**Written task**.
Every record here needs to be written out again exactly.

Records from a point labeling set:
* START *

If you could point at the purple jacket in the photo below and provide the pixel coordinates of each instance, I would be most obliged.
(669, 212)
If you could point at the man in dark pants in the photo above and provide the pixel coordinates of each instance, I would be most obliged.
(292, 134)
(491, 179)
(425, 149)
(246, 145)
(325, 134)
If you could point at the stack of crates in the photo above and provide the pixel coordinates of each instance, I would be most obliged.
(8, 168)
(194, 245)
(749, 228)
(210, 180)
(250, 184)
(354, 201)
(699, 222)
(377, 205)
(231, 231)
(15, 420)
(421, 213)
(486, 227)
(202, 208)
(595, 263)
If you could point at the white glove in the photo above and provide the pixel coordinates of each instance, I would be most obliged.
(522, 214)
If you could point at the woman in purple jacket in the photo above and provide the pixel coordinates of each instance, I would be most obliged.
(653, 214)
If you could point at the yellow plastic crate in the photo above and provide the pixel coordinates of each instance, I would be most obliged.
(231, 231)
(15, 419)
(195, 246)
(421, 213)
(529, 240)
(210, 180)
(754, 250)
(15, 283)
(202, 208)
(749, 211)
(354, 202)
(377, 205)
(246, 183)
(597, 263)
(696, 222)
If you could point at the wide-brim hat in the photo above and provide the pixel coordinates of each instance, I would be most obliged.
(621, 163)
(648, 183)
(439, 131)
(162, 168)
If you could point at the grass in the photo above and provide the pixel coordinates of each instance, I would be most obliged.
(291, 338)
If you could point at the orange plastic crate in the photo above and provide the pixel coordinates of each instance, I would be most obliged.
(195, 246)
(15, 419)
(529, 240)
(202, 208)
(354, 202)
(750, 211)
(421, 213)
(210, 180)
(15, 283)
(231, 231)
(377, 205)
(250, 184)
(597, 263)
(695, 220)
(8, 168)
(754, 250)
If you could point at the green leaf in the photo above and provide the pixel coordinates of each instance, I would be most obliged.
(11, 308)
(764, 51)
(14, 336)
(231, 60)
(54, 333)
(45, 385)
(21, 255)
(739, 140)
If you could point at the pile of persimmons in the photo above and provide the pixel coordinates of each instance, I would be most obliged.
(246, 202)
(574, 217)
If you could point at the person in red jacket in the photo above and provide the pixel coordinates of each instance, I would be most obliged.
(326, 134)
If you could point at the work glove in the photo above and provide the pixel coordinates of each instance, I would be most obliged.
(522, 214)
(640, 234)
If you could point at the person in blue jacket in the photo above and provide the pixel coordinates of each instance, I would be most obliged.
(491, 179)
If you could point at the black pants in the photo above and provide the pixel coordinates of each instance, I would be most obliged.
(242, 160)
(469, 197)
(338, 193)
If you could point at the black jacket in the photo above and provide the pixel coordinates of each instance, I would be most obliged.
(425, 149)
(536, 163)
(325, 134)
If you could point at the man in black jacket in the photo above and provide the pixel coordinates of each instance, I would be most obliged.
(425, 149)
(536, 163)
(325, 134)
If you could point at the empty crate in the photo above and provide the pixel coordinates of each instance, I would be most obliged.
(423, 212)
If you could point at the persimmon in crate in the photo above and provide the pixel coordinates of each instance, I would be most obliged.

* END *

**Completed task**.
If you could point at the purple jacket in the photo below and provide the pixel coordinates of each instance, I would be most obliged.
(669, 212)
If you could point at the man in dark pants in the photo above and provide the pixel coordinates of each instance, I would be most obliged.
(292, 134)
(491, 179)
(425, 149)
(246, 145)
(325, 134)
If you could point at the stack of crates in the photo above and provide the pixel coordinates of each instance, I would be most obliged.
(8, 168)
(194, 245)
(749, 228)
(210, 180)
(250, 184)
(354, 201)
(699, 222)
(377, 205)
(231, 231)
(15, 420)
(421, 213)
(486, 227)
(202, 208)
(595, 263)
If you could point at the white glove in the photo above and provide the pixel coordinates of each instance, I would be most obliged.
(522, 214)
If you could point at the woman in purple jacket in the photo above and provide the pixel coordinates of each instance, I would be most obliged.
(653, 214)
If you could point at the yellow plastic crate in the photo above and provide the pixel coordinates of each instance, I would be most obliged.
(231, 231)
(15, 419)
(195, 246)
(421, 213)
(529, 240)
(210, 180)
(754, 250)
(15, 283)
(202, 208)
(749, 211)
(354, 202)
(377, 205)
(246, 183)
(597, 263)
(696, 222)
If you could point at the wide-brim hat in the photo above and provide the pixel coordinates of each instance, I would be most obliged.
(621, 163)
(648, 183)
(439, 131)
(162, 168)
If you could point at the grass in the photo above and provide the pixel coordinates of each instance, I would be most obliged.
(291, 338)
If you could point at the orange plastic crate in the photo above and provide the pixel coordinates of each instance, I would be most obliged.
(195, 246)
(15, 419)
(529, 240)
(202, 208)
(354, 202)
(750, 211)
(421, 213)
(210, 180)
(15, 283)
(231, 231)
(377, 205)
(250, 184)
(597, 263)
(695, 220)
(8, 168)
(754, 250)
If you could point at the green leaf in the photo above and provide the pixel coordinates of each instance, I would be most obliged.
(11, 308)
(764, 51)
(14, 336)
(231, 60)
(54, 333)
(45, 385)
(21, 255)
(739, 140)
If you could point at the pile of persimmons in the photo above and provide the pixel coordinates of each instance, I would be most obliged.
(246, 202)
(574, 217)
If you could point at the person in red jacket in the photo above and provide the pixel coordinates of each instance, I would be most obliged.
(326, 134)
If you could point at the work glove in the photo above and provide the pixel coordinates of each instance, I would be most obliged.
(522, 214)
(640, 234)
If you could point at the person in blue jacket in the photo above and provide the pixel coordinates of each instance, I would be most obliged.
(491, 179)
If you could point at the black pants in the photo above and provide the pixel coordinates of each instance, I would be most obliged.
(242, 160)
(469, 197)
(338, 193)
If you could point at the black jacket in the photo above and provide the pixel coordinates of each instance, I would be most obliged.
(425, 149)
(536, 163)
(325, 134)
If you could point at the man in black jacket in the photo above and provide the pixel coordinates of each instance, I would be most obliged.
(425, 149)
(536, 163)
(325, 134)
If you could point at the empty crate in the photo above and provide the pixel coordinates of each instance, I would be most obliged.
(423, 212)
If you could point at the persimmon in crate in the photo above and provide the pixel coordinates of each instance, I would be most obliged.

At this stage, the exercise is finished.